**** ENTRIES SHOWN

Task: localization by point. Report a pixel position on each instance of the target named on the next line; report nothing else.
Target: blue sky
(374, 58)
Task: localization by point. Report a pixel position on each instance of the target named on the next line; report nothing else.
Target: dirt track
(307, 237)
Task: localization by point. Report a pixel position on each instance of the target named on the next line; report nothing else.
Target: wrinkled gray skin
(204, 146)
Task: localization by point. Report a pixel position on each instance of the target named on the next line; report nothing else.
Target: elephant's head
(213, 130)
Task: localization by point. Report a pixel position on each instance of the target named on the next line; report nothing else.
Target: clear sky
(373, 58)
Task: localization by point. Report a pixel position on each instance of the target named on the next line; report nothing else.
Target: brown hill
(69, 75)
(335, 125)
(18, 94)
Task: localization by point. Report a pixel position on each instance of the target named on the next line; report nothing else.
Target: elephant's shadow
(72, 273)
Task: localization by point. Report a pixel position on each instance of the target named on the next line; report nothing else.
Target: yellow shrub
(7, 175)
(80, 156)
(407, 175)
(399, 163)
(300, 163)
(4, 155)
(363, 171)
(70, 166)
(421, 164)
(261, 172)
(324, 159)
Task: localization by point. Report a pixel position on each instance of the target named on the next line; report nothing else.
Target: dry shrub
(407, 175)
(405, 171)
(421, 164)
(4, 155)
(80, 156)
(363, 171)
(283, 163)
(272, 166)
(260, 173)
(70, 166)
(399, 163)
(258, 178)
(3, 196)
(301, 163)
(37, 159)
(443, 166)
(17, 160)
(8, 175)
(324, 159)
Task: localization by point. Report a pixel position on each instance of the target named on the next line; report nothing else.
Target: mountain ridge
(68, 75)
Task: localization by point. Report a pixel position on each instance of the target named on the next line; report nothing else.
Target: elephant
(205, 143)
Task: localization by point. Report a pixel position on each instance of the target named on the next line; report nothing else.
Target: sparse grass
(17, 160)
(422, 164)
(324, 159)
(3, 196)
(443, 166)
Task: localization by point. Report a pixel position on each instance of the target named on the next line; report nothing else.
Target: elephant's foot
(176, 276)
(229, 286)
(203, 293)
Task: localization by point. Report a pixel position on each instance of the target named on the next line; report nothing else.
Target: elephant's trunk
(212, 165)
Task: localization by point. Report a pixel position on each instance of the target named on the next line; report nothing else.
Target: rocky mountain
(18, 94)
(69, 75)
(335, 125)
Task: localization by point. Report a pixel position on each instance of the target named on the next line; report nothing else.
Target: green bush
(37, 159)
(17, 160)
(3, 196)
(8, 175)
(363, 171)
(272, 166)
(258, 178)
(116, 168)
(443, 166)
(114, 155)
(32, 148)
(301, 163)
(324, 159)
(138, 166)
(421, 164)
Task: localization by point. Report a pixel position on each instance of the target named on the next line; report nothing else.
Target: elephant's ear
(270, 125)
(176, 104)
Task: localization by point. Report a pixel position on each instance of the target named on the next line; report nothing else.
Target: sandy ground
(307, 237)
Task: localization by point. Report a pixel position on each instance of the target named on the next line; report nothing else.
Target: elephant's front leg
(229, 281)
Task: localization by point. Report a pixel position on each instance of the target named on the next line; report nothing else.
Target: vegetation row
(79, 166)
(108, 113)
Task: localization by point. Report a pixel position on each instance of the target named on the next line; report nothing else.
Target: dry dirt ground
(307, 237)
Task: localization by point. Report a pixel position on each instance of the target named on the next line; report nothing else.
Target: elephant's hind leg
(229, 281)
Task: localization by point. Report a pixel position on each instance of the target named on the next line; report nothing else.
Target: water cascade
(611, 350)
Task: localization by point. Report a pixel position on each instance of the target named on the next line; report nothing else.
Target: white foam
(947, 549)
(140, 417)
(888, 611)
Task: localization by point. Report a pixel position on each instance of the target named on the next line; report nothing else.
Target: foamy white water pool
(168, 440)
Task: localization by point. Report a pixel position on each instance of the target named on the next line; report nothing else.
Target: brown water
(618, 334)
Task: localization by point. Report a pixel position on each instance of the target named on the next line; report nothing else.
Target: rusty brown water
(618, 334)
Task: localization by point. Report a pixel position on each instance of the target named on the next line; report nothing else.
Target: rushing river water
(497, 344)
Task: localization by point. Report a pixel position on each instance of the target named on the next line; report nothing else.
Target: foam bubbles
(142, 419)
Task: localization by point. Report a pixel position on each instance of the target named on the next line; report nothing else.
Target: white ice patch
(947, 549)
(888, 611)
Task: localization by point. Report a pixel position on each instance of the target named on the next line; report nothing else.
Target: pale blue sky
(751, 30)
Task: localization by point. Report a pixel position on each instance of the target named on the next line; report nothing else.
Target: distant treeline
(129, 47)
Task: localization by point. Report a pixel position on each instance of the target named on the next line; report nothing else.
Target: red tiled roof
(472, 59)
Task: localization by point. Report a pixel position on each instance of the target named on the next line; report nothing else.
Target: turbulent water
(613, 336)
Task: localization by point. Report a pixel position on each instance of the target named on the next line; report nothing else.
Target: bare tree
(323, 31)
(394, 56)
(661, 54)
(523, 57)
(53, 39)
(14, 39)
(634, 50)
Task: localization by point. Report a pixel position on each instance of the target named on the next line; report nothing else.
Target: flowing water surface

********

### WRITTEN PROBLEM
Copy out the data shown above without altering anything.

### RESULT
Task: localization by point. Report a pixel position on each instance of the target named on the next line; report nothing else.
Target: blue sky
(374, 58)
Task: localization by point. Report a pixel position on each instance of the target named on the next line; report nothing else.
Target: dirt track
(307, 237)
Task: localization by point. Report a pixel position on each instance of the target named on the next line; report nothing else.
Target: wrinkled gray skin
(204, 146)
Task: localization by point. Report a pixel position on each instance of the target named on the next line; report nothing else.
Target: elephant's head
(213, 130)
Task: localization by point. Report a pixel position on each instance of the target named on the next line; report nothing else.
Target: clear sky
(373, 58)
Task: localization by point. Report a pixel position on each instance of the target named on the next line; report nothing else.
Target: brown hill
(69, 75)
(335, 125)
(18, 94)
Task: localization by point. Report a pixel position on each instance of the target named on the next line; report nothing else.
Target: elephant's shadow
(72, 273)
Task: localization by point. Report a pixel position on each instance of the target named on the next line; report nothing else.
Target: yellow shrub
(7, 175)
(80, 156)
(407, 175)
(399, 163)
(300, 163)
(4, 155)
(363, 171)
(70, 166)
(421, 164)
(261, 172)
(324, 159)
Task: localization by point. Report a pixel position on each instance of the target named on the next line; report nothing else.
Target: dry shrub
(407, 175)
(405, 171)
(421, 164)
(4, 155)
(80, 156)
(363, 171)
(283, 163)
(272, 166)
(260, 173)
(70, 166)
(399, 163)
(258, 178)
(3, 196)
(301, 163)
(37, 159)
(443, 166)
(17, 160)
(8, 175)
(324, 159)
Task: localization by point. Report a pixel position on each instance of the target named on the next line; report nothing else.
Target: mountain ridge
(68, 75)
Task: localization by point. Report a pixel position on each instance of the target named on the next line; report nothing else.
Target: elephant
(205, 143)
Task: localization by point. Report a pixel position on each instance of the target named on the next line; report nothing else.
Target: sparse grass
(17, 160)
(422, 164)
(324, 159)
(3, 196)
(443, 166)
Task: localization by point. Report a pixel position on each instance of the target named on the next line; report nothing else.
Target: elephant's foot
(176, 276)
(229, 286)
(203, 293)
Task: localization by point. Report a pixel position on each instance of the target named on the next line; report nothing else.
Target: elephant's trunk
(212, 165)
Task: localization by point. Report a pixel position on each instance of the target named on the next line; report nothing else.
Target: rocky mountain
(18, 94)
(69, 75)
(335, 125)
Task: localization by point. Report a pixel position on each instance of the target named on the next line; report nothing else.
Target: green bush
(37, 159)
(17, 160)
(3, 196)
(8, 175)
(363, 171)
(272, 166)
(258, 178)
(116, 168)
(443, 166)
(114, 155)
(32, 148)
(301, 163)
(324, 159)
(138, 166)
(421, 164)
Task: localization by point. Report a pixel position on each instance of the target named on the next line; report nothing else.
Target: elephant's ear
(270, 125)
(176, 104)
Task: localization by point. Report a pixel position on each instance of the target named on the next line; report nothing else.
Target: sandy ground
(307, 237)
Task: localization by point. Report a pixel position on each instance of the target named on the next line; report nothing else.
Target: elephant's front leg
(229, 281)
Task: localization by point. Report a pixel position on each instance of the target named on the next line; report nothing else.
Target: vegetation row
(79, 166)
(108, 113)
Task: localization by point. Report a pixel position on each instance of the target named on the next line; report nothing else.
Target: dry dirt ground
(307, 237)
Task: localization by point. Report a pixel position on each instance of the target named on the next line; report nothing else.
Target: elephant's hind leg
(229, 281)
Task: localization by point. Report a pixel position on each instance of the target named on the next line; report nothing else.
Target: water cascade
(611, 350)
Task: localization by point. Report a pixel position on each instance of the target named on the next line; report nothing else.
Target: white foam
(947, 549)
(140, 417)
(888, 611)
Task: localization by point. Report a pixel position on each instance of the target named on the next line; report nothing else.
Target: foamy white water pool
(168, 440)
Task: localization by point. Report a pixel position on each instance of the target named on the next line; report nothing else.
Target: brown water
(618, 334)
Task: localization by point. Report a pixel position on each instance of the target named on the next line; report nothing else.
Target: rusty brown water
(618, 334)
Task: localization by point. Report a pixel position on each instance of the target named on the next line; report nothing else.
Target: rushing river water
(497, 344)
Task: localization by point. Report a pixel position on each instance of the target named on the next line; report nothing else.
Target: foam bubbles
(142, 419)
Task: localization by point. Report a pixel position on each instance of the target named on the next line; report nothing else.
Target: white ice patch
(947, 549)
(888, 611)
Task: localization by point. Report a pixel position on each instance of the target named on the next line; report nothing else.
Target: pale blue sky
(751, 30)
Task: localization by point. Report a pixel position on each instance of the target named on the next line; report nothing else.
Target: distant treeline
(129, 47)
Task: localization by point. Report a pixel position on each instance of the target named on the next line; report nothing else.
Target: red tiled roof
(472, 59)
Task: localization by point. Report a pixel position on each instance of the target named on the next line; report nothing else.
Target: turbulent water
(613, 336)
Task: localization by point. Report a pixel position on each instance of the target named on the next line; report nothing else.
Target: bare tree
(323, 31)
(394, 56)
(661, 54)
(523, 57)
(53, 39)
(14, 39)
(634, 50)
Task: localization by point. Report a pixel position on each instance of the target named on the next line; report nothing else.
Target: flowing water surface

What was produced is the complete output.